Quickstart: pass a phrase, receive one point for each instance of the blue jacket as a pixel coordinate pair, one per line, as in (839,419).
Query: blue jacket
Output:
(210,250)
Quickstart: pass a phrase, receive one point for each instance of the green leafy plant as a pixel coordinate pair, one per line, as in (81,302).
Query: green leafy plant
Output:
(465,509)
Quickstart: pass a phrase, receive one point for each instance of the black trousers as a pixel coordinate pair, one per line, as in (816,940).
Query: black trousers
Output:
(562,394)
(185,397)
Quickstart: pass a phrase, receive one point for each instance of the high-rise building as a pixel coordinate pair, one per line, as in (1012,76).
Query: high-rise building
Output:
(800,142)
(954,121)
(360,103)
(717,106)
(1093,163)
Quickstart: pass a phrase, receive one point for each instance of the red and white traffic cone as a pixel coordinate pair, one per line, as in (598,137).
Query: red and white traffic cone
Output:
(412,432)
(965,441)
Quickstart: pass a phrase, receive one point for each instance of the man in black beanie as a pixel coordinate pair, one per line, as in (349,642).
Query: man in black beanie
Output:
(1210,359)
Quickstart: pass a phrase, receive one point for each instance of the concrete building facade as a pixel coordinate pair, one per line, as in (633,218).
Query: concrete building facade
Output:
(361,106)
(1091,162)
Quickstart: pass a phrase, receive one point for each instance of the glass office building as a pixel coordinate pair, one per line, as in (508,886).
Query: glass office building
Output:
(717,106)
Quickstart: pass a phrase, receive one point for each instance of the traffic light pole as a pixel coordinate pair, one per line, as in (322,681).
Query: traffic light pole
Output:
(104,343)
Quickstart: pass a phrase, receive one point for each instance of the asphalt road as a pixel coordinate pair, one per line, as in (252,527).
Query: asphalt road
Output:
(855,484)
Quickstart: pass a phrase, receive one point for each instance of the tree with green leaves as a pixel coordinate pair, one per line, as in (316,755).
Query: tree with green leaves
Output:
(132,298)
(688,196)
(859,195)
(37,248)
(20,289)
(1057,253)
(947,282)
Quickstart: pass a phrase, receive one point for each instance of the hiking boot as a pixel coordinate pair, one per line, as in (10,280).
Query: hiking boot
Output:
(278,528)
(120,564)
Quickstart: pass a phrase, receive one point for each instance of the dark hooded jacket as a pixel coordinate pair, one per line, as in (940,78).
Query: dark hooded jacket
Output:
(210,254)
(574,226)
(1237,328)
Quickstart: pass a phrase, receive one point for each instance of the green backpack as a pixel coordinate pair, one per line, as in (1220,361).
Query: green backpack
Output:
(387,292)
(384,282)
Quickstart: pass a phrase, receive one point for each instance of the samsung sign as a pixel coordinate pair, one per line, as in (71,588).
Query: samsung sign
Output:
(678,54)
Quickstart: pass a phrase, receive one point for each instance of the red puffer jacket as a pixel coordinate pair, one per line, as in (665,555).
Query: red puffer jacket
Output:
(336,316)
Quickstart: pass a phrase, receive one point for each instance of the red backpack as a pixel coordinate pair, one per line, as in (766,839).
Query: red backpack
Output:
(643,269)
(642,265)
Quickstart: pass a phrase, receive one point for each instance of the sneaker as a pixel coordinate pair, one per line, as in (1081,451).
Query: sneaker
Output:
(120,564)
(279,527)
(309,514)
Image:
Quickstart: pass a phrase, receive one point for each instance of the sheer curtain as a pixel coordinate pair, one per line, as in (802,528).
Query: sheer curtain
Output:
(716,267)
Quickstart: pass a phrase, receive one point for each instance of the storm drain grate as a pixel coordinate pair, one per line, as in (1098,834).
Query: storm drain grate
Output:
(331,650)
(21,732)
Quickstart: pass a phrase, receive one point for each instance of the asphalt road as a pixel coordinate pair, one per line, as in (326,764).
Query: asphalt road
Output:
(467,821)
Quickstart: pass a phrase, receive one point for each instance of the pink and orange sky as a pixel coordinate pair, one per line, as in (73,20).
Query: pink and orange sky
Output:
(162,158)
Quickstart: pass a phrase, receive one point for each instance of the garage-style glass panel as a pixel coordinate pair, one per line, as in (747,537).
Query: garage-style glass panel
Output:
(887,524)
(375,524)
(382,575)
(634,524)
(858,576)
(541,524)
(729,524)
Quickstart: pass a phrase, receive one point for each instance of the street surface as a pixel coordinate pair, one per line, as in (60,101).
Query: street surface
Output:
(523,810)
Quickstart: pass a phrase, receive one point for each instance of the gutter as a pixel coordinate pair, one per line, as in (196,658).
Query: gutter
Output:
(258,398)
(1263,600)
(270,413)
★ ★ ★ ★
Word for word, copy the line containing "Query: street surface" and each line after it to the end of the records, and nothing besides.

**Exercise result:**
Query: street surface
Output:
(523,810)
Quickstart: pass a phrase, receive one point for each instance of the gutter as a pixel coordinate pair, one per line, as in (196,658).
Query: gutter
Output:
(258,398)
(1263,600)
(270,413)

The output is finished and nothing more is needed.